- 任务目标 1: 在这篇求权值上升最长路径的题解中,状态dp[u]表示什么?

- 页面摘录:

- - -

题意:
给出n( <= 3e5)个点,m(<= 3e5)条带权的有向边,求权值上升的最长路径的长度。
题解:
1.因为求的是最长上升的路径,考虑动态规划,定义状态dp[u] 表示以u结尾上升路径最长长度。
2.为了排除后效性那么首先对所有边从小到大排序,dp[v] = max (dp[v], dp[u] + 1)
3.转移的条件dp[v] < dp[u] + 1因为这样保证了路径的递增,所以不能立即更新,需要把要更新的边都存下来一起更新~
代码:
#include <cstdio>
#include <iostream>
#include <algorithm>
using namespace std;
const int N = 4e5 + 7;
int dp[N], n, m;
struct edge{
int u, v, w;
bool operator < (const edge &X) const{return w < X.w;}
} e[N];
struct node{int v, len;} K[N];
int main(){
scanf("%d%d", &n , &m);
for (int i = 1; i <= m; ++i) {
int u, v, w;
scanf("%d%d%d", &e[i].u, &e[i].v, &e[i].w);
}
sort(e+1, e+m+1);
int pre = 0;
for (int i = 1; i <= m; ++i) {
if (e[i].w == e[i + 1].w && i != m) continue;
int cnt = 0;
for (int j = pre + 1; j <= i; ++j)
if (dp[e[j].u] + 1 > dp[e[j].v])
K[++cnt] = (node){e[j].v, dp[e[j].u] + 1};
for(int j = 1;j <= cnt;++j)
dp[K[j].v] = max(dp[K[j].v],K[j].len);
pre = i;
}
int ans = 0;
for (int i = 1; i <= n; ++i) ans = max (ans, dp[i]);
printf("%d
", ans);
return 0;
}
总结:
1.要好好处理后效性

- - -

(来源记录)
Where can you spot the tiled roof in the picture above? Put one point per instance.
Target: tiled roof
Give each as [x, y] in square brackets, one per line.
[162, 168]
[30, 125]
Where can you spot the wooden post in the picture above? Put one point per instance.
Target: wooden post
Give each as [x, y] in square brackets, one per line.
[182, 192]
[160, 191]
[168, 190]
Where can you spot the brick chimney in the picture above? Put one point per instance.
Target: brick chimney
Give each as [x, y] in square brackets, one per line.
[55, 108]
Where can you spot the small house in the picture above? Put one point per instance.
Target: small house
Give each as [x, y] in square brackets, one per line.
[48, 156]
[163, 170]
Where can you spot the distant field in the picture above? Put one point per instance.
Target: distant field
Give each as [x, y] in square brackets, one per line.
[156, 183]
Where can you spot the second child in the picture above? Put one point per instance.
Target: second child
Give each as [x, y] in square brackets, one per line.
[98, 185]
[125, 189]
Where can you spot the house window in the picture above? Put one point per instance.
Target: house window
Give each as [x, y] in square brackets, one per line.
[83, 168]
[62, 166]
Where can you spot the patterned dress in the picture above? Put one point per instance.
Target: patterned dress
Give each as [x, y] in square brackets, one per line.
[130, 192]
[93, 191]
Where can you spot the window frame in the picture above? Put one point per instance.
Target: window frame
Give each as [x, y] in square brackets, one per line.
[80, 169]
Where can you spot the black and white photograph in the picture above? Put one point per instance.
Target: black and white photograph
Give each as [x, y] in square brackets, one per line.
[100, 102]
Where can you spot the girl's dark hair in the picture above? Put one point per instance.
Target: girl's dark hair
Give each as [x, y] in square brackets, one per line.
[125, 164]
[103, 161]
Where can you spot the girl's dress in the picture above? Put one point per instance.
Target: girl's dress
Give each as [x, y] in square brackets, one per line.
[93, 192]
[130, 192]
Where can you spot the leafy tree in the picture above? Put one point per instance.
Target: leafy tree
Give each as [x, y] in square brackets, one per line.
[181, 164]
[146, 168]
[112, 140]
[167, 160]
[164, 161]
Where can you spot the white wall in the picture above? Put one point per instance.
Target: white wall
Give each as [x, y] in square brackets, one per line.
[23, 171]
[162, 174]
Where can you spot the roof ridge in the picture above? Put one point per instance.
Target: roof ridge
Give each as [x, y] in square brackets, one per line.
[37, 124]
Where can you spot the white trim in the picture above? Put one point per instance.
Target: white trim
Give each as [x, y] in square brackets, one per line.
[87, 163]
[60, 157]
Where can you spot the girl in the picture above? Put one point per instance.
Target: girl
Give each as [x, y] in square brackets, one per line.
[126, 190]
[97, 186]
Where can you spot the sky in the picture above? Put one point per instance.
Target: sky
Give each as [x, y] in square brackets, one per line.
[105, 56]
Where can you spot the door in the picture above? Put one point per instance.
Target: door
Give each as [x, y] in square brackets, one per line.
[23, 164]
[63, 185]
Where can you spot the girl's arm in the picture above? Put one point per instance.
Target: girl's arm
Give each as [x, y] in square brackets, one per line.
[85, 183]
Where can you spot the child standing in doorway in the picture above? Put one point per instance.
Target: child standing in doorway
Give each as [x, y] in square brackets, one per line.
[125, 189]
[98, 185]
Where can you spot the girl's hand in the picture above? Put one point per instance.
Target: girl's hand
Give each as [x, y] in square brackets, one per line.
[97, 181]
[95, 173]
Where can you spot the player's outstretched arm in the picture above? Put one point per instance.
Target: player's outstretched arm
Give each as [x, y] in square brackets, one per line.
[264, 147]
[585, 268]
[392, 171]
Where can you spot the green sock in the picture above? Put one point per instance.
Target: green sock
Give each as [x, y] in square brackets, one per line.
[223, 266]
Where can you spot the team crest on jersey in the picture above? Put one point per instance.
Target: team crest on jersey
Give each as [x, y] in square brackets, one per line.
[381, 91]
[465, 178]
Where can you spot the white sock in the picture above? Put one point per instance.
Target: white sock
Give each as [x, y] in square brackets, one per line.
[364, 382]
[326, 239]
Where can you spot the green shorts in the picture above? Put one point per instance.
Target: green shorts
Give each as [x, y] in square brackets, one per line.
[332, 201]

- - -

- 任务目标 2: 从记录中摘出所有含有字符串“second”的行,原样照抄,区分大小写。

- 回答 1: 以u结尾的上升路径的最长长度。

- 回答 2:
Where can you spot the second child in the picture above? Put one point per instance.
Target: second child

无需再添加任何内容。